Your instructions>
Reproduce the records below in full and without edits, omitting images.

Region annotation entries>
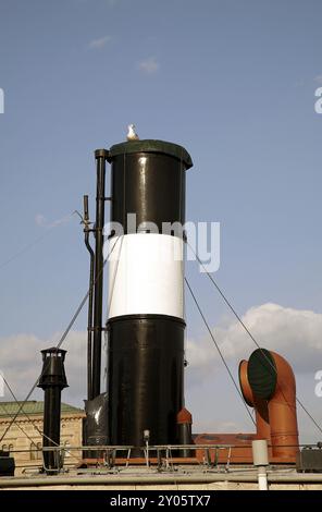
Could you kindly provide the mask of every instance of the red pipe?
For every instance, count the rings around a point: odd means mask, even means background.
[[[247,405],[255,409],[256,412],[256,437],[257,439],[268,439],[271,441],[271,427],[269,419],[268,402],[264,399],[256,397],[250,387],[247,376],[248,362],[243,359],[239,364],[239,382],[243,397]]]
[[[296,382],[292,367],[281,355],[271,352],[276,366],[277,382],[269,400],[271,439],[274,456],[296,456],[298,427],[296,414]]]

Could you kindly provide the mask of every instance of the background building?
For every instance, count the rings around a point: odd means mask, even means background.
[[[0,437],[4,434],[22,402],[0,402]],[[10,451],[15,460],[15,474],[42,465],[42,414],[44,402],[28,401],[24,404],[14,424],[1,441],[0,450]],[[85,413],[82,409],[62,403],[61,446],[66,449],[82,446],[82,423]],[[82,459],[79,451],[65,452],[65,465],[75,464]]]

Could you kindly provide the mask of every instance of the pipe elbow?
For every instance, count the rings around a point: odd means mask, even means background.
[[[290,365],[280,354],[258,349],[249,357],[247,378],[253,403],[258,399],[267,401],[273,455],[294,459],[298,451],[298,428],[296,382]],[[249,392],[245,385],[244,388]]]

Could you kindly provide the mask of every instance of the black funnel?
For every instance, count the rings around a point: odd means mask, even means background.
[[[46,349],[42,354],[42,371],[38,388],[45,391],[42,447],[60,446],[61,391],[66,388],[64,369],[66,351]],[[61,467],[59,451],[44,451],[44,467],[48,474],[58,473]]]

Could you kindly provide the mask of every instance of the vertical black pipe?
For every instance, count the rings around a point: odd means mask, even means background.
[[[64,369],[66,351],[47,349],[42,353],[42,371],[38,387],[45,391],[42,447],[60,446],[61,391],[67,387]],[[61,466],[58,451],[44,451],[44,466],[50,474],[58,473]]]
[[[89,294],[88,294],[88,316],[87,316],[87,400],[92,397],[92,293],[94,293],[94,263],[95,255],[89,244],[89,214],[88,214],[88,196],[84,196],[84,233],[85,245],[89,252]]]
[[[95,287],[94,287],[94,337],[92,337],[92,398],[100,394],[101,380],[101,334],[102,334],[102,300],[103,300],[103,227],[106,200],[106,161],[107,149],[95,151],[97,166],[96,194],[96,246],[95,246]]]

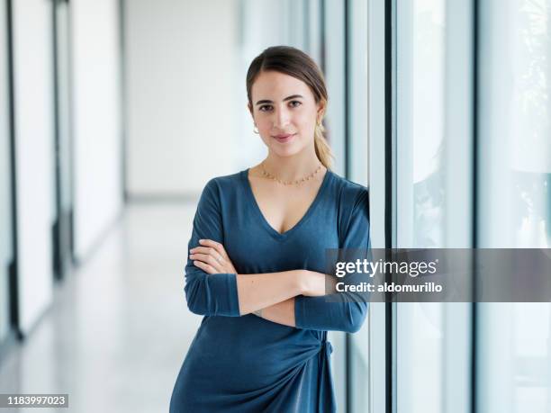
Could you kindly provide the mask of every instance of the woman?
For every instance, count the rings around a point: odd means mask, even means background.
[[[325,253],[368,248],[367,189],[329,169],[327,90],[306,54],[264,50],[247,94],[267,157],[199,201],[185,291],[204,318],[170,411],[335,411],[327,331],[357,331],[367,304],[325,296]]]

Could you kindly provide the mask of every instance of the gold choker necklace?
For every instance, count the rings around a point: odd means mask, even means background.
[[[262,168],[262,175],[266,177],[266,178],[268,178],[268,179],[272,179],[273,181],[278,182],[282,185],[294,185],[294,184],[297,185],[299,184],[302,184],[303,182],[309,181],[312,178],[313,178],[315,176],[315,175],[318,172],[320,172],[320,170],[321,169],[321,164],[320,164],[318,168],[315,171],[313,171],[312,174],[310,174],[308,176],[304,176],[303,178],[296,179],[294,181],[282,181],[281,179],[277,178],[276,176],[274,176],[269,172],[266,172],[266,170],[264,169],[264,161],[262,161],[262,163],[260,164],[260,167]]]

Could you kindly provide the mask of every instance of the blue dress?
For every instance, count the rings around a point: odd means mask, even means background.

Task solution>
Could you kindly provide the mask of every instance of the red pipe?
For every instance, count the rings around a point: odd means mask, even means background.
[[[247,405],[255,409],[256,412],[256,437],[257,439],[268,439],[271,441],[271,427],[269,419],[268,402],[264,399],[256,397],[250,387],[247,376],[248,362],[243,359],[239,364],[239,382],[243,397]]]
[[[296,382],[292,367],[281,355],[271,352],[276,366],[277,382],[269,400],[271,439],[274,456],[296,456],[298,427],[296,414]]]

Could you kindly provide the mask of every instance of the background building?
For every instance, count the rings around a point: odd means mask, even means background.
[[[0,437],[4,434],[22,402],[0,402]],[[10,451],[15,460],[15,474],[42,465],[42,414],[44,402],[28,401],[24,404],[14,424],[1,441],[0,450]],[[85,413],[82,409],[62,403],[61,446],[66,449],[82,446],[82,423]],[[82,459],[79,451],[65,452],[65,465],[75,464]]]

Could you kindly provide the mask of every instance of the pipe elbow?
For every instance, count the rings around a point: odd means mask, even means background.
[[[290,365],[280,354],[258,349],[249,357],[247,378],[253,403],[258,399],[267,401],[273,455],[294,459],[298,451],[298,428],[296,382]],[[249,392],[245,385],[244,388]]]

Could you kindly provide the mask of every instance of the black funnel?
For every instance, count the rings around a point: odd means mask, even means background.
[[[46,349],[42,354],[42,371],[38,388],[45,391],[42,447],[60,446],[61,391],[66,388],[64,369],[66,351]],[[61,467],[59,451],[44,451],[44,467],[48,474],[58,473]]]

Could you kindly provide the mask of every instance of the vertical black pipe?
For every instance, count the rings around a point: odd means mask, even means background.
[[[64,369],[66,351],[47,349],[42,353],[42,371],[38,387],[45,391],[42,447],[60,446],[61,391],[67,387]],[[61,466],[58,451],[44,451],[44,466],[50,474],[58,473]]]
[[[89,294],[88,294],[88,316],[87,316],[87,400],[92,397],[92,293],[94,293],[94,263],[95,255],[89,244],[89,214],[88,214],[88,196],[84,196],[84,233],[85,245],[89,252]]]
[[[95,287],[94,287],[94,337],[92,337],[92,398],[100,394],[101,380],[101,334],[102,334],[102,300],[103,300],[103,227],[106,200],[106,161],[107,149],[95,151],[97,166],[96,194],[96,246],[95,246]]]

Could you kindly provide the mask of every instance of the woman?
For every instance, count the rings around a point: odd means mask, even means background.
[[[325,253],[368,248],[367,189],[329,169],[327,90],[306,54],[264,50],[247,94],[267,157],[199,201],[185,291],[204,318],[170,411],[335,411],[327,331],[357,331],[367,304],[325,296]]]

Could you kindly provide the mask of every instance of the gold choker necklace?
For every instance, count the rings around a point: odd means mask, even means background.
[[[262,168],[262,175],[266,177],[266,178],[268,178],[268,179],[272,179],[273,181],[278,182],[282,185],[294,185],[294,184],[297,185],[299,184],[302,184],[303,182],[309,181],[312,178],[313,178],[315,176],[315,175],[318,172],[320,172],[320,170],[321,169],[321,164],[320,164],[318,168],[315,171],[313,171],[312,174],[310,174],[308,176],[304,176],[303,178],[296,179],[294,181],[282,181],[281,179],[277,178],[276,176],[274,176],[269,172],[266,172],[266,170],[264,169],[264,161],[262,161],[262,163],[260,164],[260,167]]]

Could you kindly provide the mask of every instance of the blue dress?
For every instance, count the rings around a point: odd means mask, even means background.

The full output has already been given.